> _Problem to solve_
Report each line of the material below that contains the word "could", copying every such line in full.

> _The input_
>> begin
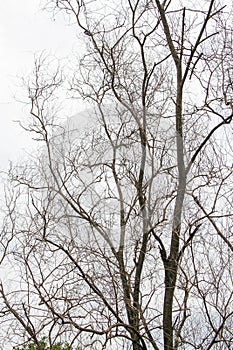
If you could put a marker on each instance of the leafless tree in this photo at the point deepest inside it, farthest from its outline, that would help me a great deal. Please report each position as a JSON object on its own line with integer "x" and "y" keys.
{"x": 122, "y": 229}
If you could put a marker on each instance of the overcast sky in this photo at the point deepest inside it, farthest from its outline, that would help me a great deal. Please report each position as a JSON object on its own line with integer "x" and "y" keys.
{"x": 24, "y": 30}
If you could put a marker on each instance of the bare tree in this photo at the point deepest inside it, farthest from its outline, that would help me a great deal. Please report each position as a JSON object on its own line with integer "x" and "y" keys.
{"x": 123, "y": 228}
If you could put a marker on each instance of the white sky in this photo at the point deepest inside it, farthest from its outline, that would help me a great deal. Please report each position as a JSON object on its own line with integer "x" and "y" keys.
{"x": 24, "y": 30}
>> end
>> begin
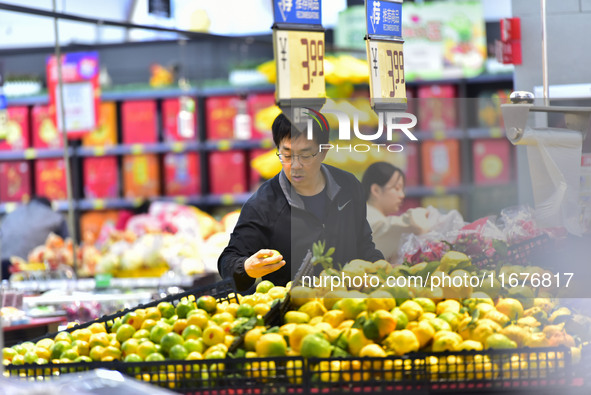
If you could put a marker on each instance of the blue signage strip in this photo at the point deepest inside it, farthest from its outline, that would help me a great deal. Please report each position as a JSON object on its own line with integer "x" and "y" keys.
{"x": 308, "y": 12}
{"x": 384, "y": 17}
>> end
> _Exercise solution_
If you could put a marker on each instance of the leafless tree in this photo at the point deepest inside it, farthest from its outline, that would help me a great deal. Please report each position as a JSON object on its own line with integer "x" and "y" keys.
If you could put a marker on each instance of the overcast sky in this photo at the point deepest inside it, farthest from its outline, that would help me a great deal. Please report each position as a JSON object on its own line with integer "x" and "y" keys.
If you could put a marker on each instance of the bare tree in this photo at the point deepest inside it, farthest from its outline, that would help me a great deal. Please report each position as a JSON object on its own line with integer "x" and "y" keys.
If you could put a marker on each instance of the white sky in this photo at the point deepest inside it, farthest from its outline, that would help me a great deal. Please report each position as a JSON object on its own line with integer "x" and "y" keys.
If you could put a marker on each instance of the blue signage strip in this photo at the point deepest inside it, farthest from its outline, that would help me a great deal. Please report each position as a JSON object on its own line with integer "x" and "y" keys.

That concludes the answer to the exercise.